-- start of DATA SHOWN --
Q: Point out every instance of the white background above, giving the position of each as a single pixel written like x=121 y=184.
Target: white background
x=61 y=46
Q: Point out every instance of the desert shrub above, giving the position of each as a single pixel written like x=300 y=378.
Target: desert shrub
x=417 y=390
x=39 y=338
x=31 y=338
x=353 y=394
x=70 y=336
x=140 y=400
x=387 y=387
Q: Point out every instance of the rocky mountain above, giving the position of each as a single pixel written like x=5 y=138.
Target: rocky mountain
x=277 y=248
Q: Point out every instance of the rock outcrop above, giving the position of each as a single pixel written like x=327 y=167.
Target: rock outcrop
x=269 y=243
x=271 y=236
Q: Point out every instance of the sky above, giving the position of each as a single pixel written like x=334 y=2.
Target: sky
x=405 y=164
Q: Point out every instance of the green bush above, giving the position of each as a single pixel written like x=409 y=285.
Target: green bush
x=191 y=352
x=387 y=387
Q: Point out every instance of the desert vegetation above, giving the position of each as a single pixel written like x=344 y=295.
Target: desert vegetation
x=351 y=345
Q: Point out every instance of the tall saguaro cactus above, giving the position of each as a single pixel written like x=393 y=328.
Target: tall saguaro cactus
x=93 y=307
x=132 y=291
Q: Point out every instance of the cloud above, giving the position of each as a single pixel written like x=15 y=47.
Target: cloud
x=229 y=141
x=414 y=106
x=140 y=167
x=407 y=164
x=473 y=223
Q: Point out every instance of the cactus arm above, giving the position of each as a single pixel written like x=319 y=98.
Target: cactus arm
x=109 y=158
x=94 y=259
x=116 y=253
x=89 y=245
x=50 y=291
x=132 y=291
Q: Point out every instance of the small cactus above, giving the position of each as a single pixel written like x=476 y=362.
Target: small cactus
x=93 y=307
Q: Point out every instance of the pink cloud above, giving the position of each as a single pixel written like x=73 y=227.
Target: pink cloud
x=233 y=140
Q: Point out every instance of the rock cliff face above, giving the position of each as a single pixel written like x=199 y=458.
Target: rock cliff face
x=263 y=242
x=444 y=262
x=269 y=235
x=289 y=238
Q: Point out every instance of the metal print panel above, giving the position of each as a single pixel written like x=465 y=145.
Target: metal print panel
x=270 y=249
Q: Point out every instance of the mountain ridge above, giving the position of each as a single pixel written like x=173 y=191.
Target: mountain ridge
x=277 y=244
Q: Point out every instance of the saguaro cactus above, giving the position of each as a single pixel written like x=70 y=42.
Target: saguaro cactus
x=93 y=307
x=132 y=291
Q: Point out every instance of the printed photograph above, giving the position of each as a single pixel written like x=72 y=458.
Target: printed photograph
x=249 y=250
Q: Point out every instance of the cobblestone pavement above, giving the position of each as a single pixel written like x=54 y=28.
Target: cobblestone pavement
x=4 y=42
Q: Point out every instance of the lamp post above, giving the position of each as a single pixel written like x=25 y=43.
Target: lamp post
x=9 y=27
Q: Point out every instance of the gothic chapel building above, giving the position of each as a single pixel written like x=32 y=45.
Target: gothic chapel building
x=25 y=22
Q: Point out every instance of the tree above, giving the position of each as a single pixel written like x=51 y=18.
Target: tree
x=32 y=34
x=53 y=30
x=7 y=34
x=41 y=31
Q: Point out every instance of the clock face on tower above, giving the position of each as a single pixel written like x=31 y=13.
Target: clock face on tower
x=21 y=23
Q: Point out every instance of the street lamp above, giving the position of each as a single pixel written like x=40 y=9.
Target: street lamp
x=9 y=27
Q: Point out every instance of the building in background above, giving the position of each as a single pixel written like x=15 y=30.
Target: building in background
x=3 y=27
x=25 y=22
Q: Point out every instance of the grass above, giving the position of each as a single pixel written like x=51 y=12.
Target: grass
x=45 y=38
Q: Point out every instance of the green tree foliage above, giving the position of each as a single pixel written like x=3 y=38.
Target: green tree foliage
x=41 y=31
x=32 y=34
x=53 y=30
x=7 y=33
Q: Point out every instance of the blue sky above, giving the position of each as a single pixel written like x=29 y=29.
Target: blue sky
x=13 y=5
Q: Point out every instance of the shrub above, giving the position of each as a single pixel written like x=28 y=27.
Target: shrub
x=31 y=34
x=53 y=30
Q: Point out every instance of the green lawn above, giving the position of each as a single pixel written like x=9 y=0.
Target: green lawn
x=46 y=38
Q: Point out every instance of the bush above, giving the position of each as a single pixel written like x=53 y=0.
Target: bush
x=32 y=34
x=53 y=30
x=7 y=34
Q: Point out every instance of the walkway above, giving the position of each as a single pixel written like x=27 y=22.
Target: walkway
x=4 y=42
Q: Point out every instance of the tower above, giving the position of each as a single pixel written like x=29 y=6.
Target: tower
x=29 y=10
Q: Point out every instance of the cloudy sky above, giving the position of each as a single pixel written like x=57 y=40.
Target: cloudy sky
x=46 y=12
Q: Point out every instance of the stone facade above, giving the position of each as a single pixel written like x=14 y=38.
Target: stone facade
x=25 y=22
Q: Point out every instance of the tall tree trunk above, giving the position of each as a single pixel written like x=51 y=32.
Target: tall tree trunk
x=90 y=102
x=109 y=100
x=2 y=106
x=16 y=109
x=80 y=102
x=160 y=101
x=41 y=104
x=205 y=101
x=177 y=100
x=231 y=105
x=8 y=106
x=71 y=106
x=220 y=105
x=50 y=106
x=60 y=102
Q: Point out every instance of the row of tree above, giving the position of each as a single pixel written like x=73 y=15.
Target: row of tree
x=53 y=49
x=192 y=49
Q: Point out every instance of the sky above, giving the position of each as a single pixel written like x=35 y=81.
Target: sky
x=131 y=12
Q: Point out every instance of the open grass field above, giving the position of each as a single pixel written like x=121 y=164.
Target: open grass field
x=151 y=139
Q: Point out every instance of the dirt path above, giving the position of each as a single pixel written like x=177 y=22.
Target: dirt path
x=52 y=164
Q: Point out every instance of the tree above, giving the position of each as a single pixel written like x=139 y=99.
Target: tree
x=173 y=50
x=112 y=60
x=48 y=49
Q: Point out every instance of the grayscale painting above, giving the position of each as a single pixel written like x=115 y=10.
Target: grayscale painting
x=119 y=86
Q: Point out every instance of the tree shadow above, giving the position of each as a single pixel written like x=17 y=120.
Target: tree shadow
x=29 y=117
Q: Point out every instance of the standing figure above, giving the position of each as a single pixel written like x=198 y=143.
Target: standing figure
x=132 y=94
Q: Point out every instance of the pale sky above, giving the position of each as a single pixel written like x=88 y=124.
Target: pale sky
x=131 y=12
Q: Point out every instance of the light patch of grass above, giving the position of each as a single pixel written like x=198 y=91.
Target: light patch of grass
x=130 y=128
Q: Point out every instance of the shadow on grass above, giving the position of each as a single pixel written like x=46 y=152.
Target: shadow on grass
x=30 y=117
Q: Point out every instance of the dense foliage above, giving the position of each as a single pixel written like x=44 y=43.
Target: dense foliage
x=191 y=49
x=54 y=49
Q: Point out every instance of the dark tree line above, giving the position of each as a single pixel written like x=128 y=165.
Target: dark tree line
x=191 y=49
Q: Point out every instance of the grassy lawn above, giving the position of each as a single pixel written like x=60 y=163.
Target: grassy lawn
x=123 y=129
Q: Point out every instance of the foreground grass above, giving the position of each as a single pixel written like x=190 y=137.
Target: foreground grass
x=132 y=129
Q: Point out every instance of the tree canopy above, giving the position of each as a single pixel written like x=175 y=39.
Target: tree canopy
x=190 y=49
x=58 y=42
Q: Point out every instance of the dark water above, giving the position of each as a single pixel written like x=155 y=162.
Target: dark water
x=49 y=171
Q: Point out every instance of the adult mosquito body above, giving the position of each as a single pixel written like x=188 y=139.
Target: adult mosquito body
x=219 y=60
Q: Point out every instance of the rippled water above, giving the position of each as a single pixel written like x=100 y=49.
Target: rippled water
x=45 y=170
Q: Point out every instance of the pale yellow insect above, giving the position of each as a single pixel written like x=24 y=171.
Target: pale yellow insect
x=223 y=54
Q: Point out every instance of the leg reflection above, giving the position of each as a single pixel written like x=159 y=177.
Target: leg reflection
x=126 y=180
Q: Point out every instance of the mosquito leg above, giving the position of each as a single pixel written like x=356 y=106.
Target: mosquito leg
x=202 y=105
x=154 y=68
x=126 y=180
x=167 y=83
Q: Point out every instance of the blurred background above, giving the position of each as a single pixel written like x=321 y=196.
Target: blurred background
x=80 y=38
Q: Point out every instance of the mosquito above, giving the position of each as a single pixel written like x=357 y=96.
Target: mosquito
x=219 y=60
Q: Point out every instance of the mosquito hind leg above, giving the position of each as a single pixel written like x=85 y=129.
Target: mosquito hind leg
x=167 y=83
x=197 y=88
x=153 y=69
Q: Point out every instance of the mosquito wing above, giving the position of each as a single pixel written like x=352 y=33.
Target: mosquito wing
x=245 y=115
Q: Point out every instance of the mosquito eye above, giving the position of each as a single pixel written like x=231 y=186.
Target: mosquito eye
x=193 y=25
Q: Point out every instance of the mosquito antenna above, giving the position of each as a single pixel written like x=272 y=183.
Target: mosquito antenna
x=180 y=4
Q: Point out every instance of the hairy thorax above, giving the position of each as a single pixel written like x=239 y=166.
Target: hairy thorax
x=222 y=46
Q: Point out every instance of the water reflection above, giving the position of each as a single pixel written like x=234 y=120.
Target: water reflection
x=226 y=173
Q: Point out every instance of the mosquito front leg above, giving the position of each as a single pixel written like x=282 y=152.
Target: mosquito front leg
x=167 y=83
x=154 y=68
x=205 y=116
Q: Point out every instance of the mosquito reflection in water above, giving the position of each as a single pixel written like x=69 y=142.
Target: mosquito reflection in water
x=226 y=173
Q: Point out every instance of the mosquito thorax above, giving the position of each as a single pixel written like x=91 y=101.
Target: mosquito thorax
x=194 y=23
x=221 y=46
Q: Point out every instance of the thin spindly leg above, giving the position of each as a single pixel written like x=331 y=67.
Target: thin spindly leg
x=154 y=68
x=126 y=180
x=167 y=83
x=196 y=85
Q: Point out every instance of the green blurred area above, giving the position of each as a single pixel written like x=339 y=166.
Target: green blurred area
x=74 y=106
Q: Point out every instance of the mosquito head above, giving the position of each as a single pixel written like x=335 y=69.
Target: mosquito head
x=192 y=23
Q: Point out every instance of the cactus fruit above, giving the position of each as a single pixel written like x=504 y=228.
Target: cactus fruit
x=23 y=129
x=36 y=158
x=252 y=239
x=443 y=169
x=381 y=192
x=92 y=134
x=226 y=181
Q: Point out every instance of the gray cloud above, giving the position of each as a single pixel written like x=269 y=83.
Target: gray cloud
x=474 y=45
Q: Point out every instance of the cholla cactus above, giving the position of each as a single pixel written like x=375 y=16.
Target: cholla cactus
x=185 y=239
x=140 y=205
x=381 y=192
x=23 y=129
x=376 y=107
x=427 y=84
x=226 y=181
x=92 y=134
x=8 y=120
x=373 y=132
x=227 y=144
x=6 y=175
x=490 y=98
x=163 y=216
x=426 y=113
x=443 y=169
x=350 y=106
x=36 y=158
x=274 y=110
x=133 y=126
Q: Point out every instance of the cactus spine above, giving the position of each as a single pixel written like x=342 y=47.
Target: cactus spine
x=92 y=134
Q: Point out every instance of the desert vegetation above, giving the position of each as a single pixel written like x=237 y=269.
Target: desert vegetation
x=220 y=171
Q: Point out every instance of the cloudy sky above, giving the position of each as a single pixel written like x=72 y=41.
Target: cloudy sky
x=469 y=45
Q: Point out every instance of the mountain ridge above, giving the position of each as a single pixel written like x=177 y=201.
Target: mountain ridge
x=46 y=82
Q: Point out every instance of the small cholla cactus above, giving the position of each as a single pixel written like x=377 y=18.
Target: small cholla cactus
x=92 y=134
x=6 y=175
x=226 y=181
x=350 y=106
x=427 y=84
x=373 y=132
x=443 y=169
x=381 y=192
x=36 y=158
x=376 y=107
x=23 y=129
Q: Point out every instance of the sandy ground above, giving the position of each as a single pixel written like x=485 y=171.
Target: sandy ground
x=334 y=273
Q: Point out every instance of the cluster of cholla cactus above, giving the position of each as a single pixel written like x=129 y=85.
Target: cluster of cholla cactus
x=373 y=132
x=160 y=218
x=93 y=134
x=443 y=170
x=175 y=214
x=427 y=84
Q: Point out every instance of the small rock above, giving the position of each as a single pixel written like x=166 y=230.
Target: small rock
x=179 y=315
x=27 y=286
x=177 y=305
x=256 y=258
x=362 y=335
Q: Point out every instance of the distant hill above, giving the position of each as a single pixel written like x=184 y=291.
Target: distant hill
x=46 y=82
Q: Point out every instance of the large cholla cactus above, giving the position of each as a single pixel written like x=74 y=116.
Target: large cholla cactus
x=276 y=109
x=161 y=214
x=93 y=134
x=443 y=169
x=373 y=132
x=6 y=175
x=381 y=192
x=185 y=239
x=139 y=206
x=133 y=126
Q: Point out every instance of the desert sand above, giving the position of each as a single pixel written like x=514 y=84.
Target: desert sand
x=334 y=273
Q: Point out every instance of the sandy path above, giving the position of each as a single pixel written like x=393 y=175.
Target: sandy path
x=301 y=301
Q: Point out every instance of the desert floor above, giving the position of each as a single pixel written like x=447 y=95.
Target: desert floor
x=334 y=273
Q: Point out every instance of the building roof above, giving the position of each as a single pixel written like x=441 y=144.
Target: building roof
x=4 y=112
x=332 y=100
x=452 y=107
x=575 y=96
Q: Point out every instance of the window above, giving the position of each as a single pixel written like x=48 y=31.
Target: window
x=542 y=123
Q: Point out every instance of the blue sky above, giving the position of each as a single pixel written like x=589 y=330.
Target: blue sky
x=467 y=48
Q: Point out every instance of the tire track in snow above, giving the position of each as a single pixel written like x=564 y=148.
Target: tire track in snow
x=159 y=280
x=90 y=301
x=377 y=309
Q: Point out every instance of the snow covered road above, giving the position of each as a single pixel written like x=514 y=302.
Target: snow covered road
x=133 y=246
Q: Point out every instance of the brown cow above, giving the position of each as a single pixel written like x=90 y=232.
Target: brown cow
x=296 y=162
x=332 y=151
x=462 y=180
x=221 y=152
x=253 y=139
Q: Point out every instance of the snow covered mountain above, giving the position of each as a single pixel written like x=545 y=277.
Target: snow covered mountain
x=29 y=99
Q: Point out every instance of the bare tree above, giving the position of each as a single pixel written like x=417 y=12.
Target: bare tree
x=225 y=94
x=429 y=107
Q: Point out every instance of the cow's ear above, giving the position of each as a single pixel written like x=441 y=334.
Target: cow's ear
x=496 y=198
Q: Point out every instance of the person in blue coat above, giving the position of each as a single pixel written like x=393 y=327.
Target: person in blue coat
-- end of DATA SHOWN --
• _OBJECTIVE_
Locate "Q: Point out every instance of the window" in the material, then quote the line that contains it and all lines after it through the final one.

• _CORRECT RESULT_
Q: Point out every instance of the window above, giving the position of each as a single pixel written like x=48 y=31.
Target: window
x=542 y=123
Q: Point out every instance of the blue sky above, giving the position of each as a single pixel written like x=589 y=330.
Target: blue sky
x=467 y=48
Q: Point out every instance of the tire track in snow above, giving the position of each as a single pixel written like x=564 y=148.
Target: tire track in snow
x=159 y=280
x=90 y=301
x=377 y=309
Q: Point out every instance of the snow covered road above, giving the position of each as a single pixel written like x=514 y=302.
Target: snow covered road
x=133 y=246
Q: Point out every instance of the brown cow above, giving the position of each as a single pixel written like x=90 y=232.
Target: brown cow
x=296 y=162
x=332 y=151
x=462 y=180
x=221 y=152
x=253 y=139
Q: Point out every instance of the snow covered mountain above, giving the position of each as a single pixel written like x=545 y=277.
Target: snow covered mountain
x=29 y=99
Q: Point out every instance of the bare tree above, giving the position of each as a single pixel written like x=417 y=12.
Target: bare tree
x=225 y=94
x=429 y=107
Q: Point out every instance of the cow's ear above, giving the position of each as a single pixel written like x=441 y=334.
Target: cow's ear
x=496 y=198
Q: Point out every instance of the person in blue coat above, giving the position of each as a single pixel written like x=393 y=327.
Target: person in blue coat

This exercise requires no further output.